Rewrite the listing from the line with "target | elephant's left ear" to the line with "x=364 y=293", substituting "right" for "left" and leaving everything else unchanged.

Pointing dataset excerpts:
• • • •
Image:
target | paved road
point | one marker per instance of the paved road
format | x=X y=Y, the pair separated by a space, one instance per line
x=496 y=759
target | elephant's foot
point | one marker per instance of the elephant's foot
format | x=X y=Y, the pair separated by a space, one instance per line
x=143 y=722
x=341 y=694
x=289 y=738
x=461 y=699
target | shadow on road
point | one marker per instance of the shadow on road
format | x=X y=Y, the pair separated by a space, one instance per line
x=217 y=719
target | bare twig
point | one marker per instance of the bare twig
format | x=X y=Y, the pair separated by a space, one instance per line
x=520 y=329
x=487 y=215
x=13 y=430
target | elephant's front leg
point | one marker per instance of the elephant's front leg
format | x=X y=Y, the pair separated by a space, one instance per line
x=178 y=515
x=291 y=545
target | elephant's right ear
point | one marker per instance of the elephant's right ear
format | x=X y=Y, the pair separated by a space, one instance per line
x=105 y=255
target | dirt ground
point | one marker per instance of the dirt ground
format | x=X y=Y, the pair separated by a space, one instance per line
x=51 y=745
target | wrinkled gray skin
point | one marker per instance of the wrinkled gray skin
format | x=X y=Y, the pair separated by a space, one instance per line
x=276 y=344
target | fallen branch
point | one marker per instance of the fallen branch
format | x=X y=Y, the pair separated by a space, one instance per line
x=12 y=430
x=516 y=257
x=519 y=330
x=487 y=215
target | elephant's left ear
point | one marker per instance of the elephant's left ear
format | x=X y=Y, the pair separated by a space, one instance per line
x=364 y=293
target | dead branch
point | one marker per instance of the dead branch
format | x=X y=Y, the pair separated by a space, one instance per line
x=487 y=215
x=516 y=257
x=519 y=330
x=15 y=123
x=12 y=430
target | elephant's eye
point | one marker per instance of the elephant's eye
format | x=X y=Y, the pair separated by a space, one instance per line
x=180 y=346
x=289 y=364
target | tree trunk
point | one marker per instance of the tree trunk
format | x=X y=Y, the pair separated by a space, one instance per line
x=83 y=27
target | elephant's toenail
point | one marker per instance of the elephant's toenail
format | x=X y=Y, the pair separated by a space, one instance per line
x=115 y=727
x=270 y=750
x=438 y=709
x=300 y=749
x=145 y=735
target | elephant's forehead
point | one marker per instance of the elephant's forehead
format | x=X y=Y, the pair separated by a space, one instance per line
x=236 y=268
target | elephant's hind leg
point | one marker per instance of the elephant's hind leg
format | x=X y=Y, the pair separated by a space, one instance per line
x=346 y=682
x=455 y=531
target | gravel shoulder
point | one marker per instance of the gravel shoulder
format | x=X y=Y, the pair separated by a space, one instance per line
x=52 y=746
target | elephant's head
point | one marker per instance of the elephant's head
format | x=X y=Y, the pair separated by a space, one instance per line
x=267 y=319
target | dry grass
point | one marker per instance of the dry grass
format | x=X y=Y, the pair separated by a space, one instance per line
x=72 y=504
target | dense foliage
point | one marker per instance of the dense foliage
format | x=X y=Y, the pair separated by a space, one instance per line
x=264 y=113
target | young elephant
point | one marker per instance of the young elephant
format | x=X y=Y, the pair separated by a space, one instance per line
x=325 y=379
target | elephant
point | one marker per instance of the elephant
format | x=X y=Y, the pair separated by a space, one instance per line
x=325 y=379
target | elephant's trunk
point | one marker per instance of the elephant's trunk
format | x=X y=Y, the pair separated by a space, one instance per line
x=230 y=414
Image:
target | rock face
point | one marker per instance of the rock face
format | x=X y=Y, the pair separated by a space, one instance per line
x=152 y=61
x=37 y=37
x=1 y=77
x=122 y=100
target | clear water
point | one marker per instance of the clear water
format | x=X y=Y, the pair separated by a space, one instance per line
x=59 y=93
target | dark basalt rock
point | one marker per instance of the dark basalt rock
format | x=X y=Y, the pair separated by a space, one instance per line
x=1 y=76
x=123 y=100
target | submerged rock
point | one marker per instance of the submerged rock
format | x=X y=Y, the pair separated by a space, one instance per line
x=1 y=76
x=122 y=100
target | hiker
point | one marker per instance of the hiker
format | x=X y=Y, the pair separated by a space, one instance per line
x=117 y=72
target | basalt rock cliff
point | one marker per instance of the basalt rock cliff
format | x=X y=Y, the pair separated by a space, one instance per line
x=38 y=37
• • • •
_FINISHED EXERCISE_.
target | elephant's right ear
point | one marker per instance of the elephant's right ear
format | x=X y=Y, the pair separated by a space, one instance per line
x=364 y=293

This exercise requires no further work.